[[ Data for processing, beginning ]]
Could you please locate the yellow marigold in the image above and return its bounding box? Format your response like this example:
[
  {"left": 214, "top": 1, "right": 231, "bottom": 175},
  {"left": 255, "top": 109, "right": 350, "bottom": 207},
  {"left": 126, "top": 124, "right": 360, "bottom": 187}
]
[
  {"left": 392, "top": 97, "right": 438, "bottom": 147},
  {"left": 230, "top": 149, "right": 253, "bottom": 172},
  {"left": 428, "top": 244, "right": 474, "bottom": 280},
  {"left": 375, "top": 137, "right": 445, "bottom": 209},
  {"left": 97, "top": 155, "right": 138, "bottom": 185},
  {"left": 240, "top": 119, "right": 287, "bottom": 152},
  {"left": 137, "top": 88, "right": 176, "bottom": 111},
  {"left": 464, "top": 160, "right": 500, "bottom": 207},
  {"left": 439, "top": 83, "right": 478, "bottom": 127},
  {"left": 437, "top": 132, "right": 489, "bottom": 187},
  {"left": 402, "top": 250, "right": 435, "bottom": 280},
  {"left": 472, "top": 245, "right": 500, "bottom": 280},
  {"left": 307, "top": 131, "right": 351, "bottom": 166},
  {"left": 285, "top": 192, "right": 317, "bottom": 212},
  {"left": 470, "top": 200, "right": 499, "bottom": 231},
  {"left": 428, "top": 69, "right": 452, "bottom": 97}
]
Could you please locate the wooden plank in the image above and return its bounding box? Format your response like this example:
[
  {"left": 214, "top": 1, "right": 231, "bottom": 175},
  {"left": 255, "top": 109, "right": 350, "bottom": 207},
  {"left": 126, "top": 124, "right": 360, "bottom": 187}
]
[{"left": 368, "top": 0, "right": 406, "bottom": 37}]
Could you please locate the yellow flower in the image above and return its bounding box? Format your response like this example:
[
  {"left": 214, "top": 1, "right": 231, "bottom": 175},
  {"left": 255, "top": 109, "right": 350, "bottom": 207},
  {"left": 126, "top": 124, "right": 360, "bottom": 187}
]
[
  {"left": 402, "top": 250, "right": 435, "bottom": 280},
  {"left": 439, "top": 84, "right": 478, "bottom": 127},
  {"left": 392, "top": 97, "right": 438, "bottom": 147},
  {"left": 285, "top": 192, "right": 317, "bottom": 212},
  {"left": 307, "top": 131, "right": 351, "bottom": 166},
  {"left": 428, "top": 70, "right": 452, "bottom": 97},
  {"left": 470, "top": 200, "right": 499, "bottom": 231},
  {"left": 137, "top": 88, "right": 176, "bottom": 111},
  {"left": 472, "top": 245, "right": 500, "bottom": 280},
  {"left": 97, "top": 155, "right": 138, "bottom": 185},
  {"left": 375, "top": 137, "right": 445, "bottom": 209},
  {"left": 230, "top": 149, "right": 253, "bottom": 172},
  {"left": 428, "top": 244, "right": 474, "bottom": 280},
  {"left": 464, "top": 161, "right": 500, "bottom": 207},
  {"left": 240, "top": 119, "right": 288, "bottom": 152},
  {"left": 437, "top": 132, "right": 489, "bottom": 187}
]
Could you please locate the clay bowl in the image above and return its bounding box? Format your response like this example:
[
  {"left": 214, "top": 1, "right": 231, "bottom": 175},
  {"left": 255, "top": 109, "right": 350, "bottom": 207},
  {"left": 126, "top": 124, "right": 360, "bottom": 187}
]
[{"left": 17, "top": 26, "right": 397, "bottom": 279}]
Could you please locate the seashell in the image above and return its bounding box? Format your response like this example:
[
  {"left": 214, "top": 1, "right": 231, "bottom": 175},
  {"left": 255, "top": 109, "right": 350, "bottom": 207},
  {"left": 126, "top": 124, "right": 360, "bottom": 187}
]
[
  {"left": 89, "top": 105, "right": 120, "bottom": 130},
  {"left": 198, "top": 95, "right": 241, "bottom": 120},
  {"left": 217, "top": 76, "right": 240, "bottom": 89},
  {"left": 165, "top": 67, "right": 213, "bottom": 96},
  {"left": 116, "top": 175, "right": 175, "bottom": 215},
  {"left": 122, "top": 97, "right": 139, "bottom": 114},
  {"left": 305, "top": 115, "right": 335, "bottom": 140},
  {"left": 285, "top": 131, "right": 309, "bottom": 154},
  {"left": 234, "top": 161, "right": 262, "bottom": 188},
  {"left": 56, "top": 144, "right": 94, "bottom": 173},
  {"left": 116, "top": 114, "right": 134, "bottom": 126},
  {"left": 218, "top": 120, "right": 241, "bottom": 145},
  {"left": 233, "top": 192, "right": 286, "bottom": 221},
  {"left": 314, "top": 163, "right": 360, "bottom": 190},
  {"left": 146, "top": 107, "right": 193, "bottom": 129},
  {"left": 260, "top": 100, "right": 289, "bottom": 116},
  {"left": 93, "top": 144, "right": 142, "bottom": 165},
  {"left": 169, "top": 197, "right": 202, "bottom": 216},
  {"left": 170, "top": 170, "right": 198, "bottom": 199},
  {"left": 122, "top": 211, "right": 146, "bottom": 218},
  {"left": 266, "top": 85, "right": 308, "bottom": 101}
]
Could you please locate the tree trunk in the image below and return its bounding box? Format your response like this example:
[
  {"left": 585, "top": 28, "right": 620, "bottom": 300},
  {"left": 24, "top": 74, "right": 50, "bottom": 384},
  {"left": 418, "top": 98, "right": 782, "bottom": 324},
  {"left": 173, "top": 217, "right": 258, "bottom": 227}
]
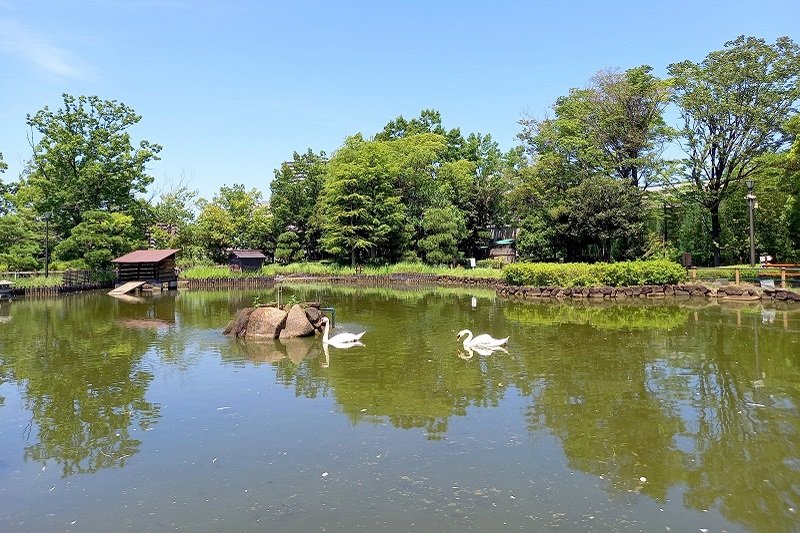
[[ Data for processing, end ]]
Exercise: The lines that mention the word "yellow" should be pulled from the records above.

Solution to the exercise:
Could you please locate the yellow marigold in the image above and return its bounding box? Format your response like this example:
Could you please locate the yellow flower in the image above and return its bounding box? Format your response like this example:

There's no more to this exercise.